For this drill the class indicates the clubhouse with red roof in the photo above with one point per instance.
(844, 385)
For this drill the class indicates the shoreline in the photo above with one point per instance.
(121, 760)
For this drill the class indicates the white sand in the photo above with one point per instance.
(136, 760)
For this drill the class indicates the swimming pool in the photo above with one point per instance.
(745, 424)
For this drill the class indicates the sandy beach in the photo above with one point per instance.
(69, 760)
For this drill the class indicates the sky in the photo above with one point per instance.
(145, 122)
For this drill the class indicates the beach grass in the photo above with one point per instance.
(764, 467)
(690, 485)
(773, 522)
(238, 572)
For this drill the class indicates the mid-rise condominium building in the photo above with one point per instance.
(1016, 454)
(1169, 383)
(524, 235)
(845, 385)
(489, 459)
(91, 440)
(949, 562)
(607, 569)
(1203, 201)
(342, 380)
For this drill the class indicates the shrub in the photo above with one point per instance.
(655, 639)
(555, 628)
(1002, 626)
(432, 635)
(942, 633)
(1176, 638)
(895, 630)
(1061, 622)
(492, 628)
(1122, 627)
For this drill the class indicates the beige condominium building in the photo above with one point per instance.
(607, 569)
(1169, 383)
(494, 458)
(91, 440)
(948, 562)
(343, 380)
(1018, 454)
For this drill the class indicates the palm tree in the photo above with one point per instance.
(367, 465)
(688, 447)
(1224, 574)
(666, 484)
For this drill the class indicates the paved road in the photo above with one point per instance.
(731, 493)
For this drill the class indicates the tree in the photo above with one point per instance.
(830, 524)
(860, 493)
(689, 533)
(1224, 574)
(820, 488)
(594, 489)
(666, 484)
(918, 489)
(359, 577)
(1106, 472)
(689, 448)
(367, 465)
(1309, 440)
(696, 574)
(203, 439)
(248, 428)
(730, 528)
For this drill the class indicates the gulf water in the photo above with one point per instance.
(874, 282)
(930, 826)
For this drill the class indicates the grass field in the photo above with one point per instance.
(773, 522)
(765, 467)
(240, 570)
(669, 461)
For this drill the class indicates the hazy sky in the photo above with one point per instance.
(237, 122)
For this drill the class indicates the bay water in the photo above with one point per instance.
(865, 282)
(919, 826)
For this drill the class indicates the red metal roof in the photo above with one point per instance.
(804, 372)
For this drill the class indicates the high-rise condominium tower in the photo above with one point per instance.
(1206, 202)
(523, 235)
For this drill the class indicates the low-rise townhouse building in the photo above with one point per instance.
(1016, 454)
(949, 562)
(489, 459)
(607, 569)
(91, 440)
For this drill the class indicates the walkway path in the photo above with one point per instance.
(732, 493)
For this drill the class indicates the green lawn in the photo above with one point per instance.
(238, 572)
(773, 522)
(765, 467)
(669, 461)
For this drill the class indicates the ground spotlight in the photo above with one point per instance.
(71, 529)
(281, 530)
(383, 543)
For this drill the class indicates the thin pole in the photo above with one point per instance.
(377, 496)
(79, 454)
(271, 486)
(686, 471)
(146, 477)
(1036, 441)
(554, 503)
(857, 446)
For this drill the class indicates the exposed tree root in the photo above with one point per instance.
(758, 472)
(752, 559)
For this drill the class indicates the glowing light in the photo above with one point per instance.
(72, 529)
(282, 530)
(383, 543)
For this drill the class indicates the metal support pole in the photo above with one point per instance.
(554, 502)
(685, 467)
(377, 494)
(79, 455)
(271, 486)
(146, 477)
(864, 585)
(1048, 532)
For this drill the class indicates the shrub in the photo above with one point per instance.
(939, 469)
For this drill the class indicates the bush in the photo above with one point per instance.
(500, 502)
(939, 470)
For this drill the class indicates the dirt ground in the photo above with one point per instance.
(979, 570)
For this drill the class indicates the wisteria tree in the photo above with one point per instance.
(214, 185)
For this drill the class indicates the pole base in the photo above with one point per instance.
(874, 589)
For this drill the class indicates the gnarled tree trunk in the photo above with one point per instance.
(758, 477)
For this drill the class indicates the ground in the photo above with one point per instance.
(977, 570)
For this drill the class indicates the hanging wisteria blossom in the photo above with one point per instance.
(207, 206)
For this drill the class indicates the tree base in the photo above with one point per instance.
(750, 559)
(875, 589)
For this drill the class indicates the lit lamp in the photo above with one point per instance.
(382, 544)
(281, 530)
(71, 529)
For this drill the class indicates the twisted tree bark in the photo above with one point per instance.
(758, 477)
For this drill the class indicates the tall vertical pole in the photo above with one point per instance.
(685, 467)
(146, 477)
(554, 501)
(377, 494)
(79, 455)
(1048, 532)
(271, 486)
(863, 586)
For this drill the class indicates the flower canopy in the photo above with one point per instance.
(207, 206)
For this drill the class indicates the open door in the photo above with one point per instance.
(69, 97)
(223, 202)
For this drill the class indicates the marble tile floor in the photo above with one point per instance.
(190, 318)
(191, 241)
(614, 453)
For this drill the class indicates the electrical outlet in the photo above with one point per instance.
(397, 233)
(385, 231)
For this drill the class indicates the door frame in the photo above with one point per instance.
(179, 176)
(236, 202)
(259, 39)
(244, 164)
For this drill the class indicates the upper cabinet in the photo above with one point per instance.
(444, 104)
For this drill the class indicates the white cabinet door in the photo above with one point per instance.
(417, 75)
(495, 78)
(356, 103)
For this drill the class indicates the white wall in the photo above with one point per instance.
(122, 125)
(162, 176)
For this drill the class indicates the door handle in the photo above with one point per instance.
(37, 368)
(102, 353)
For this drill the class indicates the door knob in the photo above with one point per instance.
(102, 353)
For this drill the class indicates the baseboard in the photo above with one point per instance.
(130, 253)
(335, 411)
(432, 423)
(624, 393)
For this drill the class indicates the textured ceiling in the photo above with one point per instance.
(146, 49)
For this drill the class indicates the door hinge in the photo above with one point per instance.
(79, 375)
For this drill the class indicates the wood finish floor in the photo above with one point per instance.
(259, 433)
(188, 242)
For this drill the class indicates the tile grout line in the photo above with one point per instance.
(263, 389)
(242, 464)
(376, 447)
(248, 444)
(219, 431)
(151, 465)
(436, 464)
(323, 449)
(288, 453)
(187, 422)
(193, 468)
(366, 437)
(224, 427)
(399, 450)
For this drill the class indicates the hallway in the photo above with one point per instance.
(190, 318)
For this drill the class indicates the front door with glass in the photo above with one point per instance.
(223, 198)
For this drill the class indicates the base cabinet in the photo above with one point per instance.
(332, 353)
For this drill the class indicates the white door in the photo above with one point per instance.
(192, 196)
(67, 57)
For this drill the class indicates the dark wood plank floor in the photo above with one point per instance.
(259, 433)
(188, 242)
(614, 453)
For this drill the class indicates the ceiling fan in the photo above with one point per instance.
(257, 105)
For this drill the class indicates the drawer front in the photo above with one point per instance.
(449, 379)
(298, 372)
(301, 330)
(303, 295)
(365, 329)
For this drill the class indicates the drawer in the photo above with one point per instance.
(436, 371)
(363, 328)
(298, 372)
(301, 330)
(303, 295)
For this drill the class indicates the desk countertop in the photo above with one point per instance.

- **Challenge**
Print every one of the rows above, from the first to the last, without changing anything in them.

- **Task result**
For this drill the class indicates the clubhouse with red roof in the photo above with one point per instance.
(844, 385)
For this drill the class indicates the shoreline in the photo above with one point per instance.
(121, 760)
For this drill the class indicates the white sand in the photo above with one point per instance.
(136, 760)
For this drill the class indicates the swimming pool in the photo above with one point per instance.
(745, 424)
For this drill the class indicates the sandy beach in the photo above with one point per instance.
(69, 760)
For this drill the class indicates the sky in the photo above with one point per instance.
(145, 122)
For this drill the class indicates the beach grass in the photo above with one point per instance.
(764, 467)
(690, 485)
(773, 522)
(238, 572)
For this drill the class indicates the mid-rise condominium building in the photo above with one point per instance.
(1016, 454)
(1169, 383)
(524, 235)
(845, 385)
(489, 459)
(91, 440)
(949, 562)
(607, 569)
(1203, 201)
(342, 380)
For this drill the class indicates the shrub in the photo above with one point per instance.
(655, 639)
(555, 628)
(1002, 626)
(432, 635)
(942, 633)
(1176, 638)
(895, 630)
(1061, 622)
(492, 628)
(1122, 627)
For this drill the class indicates the beige condominium building in the photo above with one point per instance.
(607, 569)
(1169, 383)
(494, 458)
(91, 440)
(948, 562)
(343, 380)
(1018, 454)
For this drill the class indicates the palm tree in the photo above with one point per instance.
(367, 465)
(688, 447)
(1224, 574)
(666, 484)
For this drill the class indicates the paved road in the photo above with one point per instance.
(731, 493)
For this drill the class indicates the tree in the photo above with one point per instance.
(830, 524)
(860, 493)
(689, 533)
(1224, 574)
(820, 488)
(594, 489)
(666, 484)
(918, 489)
(359, 577)
(1106, 472)
(689, 448)
(367, 465)
(1309, 440)
(696, 574)
(203, 439)
(248, 428)
(730, 528)
For this drill the class indicates the gulf water in the photo above with one point per instance.
(874, 282)
(930, 826)
For this drill the class indicates the grass field in the photo above with one point per instance.
(773, 522)
(765, 467)
(240, 570)
(669, 461)
For this drill the class indicates the hazy sky in the photo above with one point per instance.
(237, 122)
For this drill the class indicates the bay water in the photo above with one point per instance.
(865, 282)
(919, 826)
For this drill the class indicates the red metal roof in the photo above with one point per instance.
(804, 372)
For this drill the class indicates the high-rise condominium tower in the photo above with one point per instance.
(1206, 202)
(523, 235)
For this drill the class indicates the low-rise townhouse building in the photo above with one point per instance.
(1016, 454)
(949, 562)
(489, 459)
(607, 569)
(91, 440)
For this drill the class indicates the walkway path in the photo above with one point per instance.
(732, 493)
For this drill the class indicates the green lawn in the photo above with one point per instance.
(238, 572)
(773, 522)
(765, 467)
(669, 461)
For this drill the class indicates the ground spotlight in the photo above with one point per instance.
(71, 529)
(281, 530)
(383, 543)
For this drill the class indicates the thin pole in the photo above with one point per instance.
(377, 496)
(79, 454)
(271, 486)
(686, 471)
(146, 477)
(1036, 441)
(554, 503)
(857, 446)
For this drill the class indicates the exposed tree root in the photo above with one point per instance.
(758, 472)
(752, 559)
For this drill the class indicates the glowing light in the photo above with one point per instance.
(72, 529)
(282, 530)
(383, 543)
For this drill the class indicates the metal support pole in the photo above with one point per instance.
(554, 502)
(685, 467)
(377, 494)
(79, 455)
(271, 486)
(146, 477)
(864, 585)
(1048, 532)
For this drill the class indicates the shrub in the photo above with one point per instance.
(939, 469)
For this drill the class indicates the bush in the photo above with one point per instance.
(500, 502)
(939, 470)
For this drill the class indicates the dirt ground in the photo above with one point per instance.
(979, 570)
For this drill the class indicates the wisteria tree in the photo above with one point per instance.
(214, 185)
For this drill the class indicates the pole base in the photo above with one point per instance.
(874, 589)
For this drill the class indicates the gnarled tree trunk in the photo above with one point per instance.
(758, 477)
For this drill the class indicates the ground in the photo above with one point per instance.
(977, 570)
For this drill the class indicates the hanging wisteria blossom in the photo above with one point per instance.
(207, 206)
For this drill the class indicates the tree base in the photo above with one point per instance.
(750, 559)
(875, 589)
For this drill the class indicates the lit lamp in the photo above with one point per instance.
(382, 544)
(281, 530)
(71, 529)
For this drill the class indicates the twisted tree bark in the photo above with one point per instance.
(758, 477)
For this drill the class indicates the tall vertical pole in the photo above with one point per instance.
(685, 467)
(146, 477)
(554, 501)
(377, 494)
(79, 455)
(1048, 532)
(271, 486)
(863, 586)
For this drill the class indicates the flower canopy in the photo above with one point per instance.
(207, 206)
For this drill the class indicates the open door in the photo above with one point per instance.
(69, 97)
(223, 202)
For this drill the class indicates the marble tile floor in the photo above with one point per instance.
(190, 318)
(191, 241)
(614, 453)
For this drill the class indicates the electrical outlet in the photo above with one point per instance.
(397, 233)
(385, 231)
For this drill the class indicates the door frame in the photo above with one point per instance.
(179, 176)
(236, 202)
(259, 39)
(244, 164)
For this drill the class indicates the upper cabinet in the photo above with one point per instance.
(444, 104)
For this drill the class indicates the white cabinet door in the photo above with one point per instance.
(417, 75)
(495, 78)
(356, 103)
For this drill the class indicates the white wall in the photo above with one point per instance.
(122, 125)
(162, 176)
For this drill the class indicates the door handle in the photo above with one point per instance.
(37, 368)
(102, 353)
For this drill the class indicates the door knob in the photo above with one point per instance.
(102, 353)
For this drill the class indicates the baseboard in the photo above with one point per instance.
(130, 253)
(335, 411)
(432, 423)
(624, 393)
For this drill the class indicates the textured ceiling in the photo above with one point per instance.
(146, 49)
For this drill the class indicates the door hinge in the photo above with one point per instance.
(79, 375)
For this drill the class indicates the wood finish floor in the photo above with one point per instance.
(259, 433)
(188, 242)
For this drill the class indicates the tile grout line in the photo above with one point per instance.
(263, 389)
(242, 464)
(376, 447)
(248, 444)
(219, 431)
(151, 465)
(436, 464)
(323, 449)
(288, 453)
(187, 422)
(193, 468)
(366, 437)
(224, 427)
(399, 450)
For this drill the class indicates the hallway in the photo above with one point per instance.
(190, 318)
For this drill the class indicates the front door with glass in the photo above with one point per instance.
(223, 198)
For this drill the class indicates the base cabinet in the photo above with one point per instance.
(332, 353)
For this drill the class indicates the white door in the photo above with one point per instance.
(192, 196)
(67, 57)
For this drill the class indicates the dark wood plank floor in the photo above with one point per instance.
(259, 433)
(188, 242)
(614, 453)
For this drill the class indicates the ceiling fan in the photo above with one point per instance.
(257, 105)
For this drill the class indicates the drawer front in the photo above with one point per instance.
(449, 379)
(298, 372)
(301, 330)
(303, 295)
(365, 329)
For this drill the class indicates the drawer in the photo above with one point per instance.
(436, 371)
(363, 328)
(298, 372)
(301, 330)
(303, 295)
For this drill the class indicates the desk countertop in the photo above with one point per instance.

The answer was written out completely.